§ **EXERCISE PROMPT**: In the following material, identify every line holding the string "board" and return it.

§ **RECORDED DATA**:
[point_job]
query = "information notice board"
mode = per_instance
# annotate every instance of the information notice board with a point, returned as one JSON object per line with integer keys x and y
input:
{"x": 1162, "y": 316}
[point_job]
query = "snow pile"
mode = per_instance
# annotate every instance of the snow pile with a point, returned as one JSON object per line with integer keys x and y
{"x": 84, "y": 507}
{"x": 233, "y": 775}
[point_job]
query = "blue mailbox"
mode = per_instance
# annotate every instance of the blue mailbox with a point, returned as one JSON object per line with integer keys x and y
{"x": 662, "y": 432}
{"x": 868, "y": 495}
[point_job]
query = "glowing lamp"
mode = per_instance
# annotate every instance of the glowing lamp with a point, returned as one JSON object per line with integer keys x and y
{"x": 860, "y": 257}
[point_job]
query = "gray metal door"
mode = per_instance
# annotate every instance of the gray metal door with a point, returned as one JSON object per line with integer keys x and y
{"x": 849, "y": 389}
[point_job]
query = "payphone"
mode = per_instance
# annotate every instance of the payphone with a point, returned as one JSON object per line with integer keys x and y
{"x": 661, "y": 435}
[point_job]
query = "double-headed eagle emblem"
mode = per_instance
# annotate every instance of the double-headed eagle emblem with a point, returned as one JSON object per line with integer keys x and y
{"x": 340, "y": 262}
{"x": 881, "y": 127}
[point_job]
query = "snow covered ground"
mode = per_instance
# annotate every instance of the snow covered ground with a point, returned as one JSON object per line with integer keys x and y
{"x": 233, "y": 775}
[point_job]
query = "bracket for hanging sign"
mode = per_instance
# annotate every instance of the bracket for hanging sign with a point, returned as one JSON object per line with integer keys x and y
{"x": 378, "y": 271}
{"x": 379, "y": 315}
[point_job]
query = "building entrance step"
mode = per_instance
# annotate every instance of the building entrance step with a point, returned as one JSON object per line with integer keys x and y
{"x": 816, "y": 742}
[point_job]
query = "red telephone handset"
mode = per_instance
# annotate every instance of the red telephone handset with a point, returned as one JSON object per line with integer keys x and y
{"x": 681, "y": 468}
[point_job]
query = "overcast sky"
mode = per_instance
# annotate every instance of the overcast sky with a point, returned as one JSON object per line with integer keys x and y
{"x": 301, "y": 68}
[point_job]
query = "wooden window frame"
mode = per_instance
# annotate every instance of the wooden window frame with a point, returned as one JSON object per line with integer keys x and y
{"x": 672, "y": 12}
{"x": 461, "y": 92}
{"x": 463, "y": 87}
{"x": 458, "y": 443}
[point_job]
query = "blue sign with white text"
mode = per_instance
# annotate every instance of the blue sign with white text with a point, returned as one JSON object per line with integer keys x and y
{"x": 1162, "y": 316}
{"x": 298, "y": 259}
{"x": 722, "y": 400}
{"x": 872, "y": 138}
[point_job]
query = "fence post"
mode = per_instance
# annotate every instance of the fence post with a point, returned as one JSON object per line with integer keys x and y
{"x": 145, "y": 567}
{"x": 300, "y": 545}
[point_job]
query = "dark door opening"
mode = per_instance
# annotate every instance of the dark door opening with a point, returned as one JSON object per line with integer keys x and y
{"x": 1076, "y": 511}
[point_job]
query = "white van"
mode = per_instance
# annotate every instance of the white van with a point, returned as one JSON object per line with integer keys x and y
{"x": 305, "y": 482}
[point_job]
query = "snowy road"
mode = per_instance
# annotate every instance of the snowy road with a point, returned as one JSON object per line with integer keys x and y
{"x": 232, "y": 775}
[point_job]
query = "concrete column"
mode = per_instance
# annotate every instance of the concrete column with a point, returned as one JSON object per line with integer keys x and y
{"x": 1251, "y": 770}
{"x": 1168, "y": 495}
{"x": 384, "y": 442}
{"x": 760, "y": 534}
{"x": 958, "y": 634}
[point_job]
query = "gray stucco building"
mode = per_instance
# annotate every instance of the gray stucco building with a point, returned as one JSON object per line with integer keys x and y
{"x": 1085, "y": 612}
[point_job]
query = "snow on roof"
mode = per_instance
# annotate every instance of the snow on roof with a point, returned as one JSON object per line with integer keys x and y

§ **ANSWER TO THIS PROBLEM**:
query = "information notice board"
# annotate every instance of the information notice board with a point, returned as one JSON object per line with integer keys x and y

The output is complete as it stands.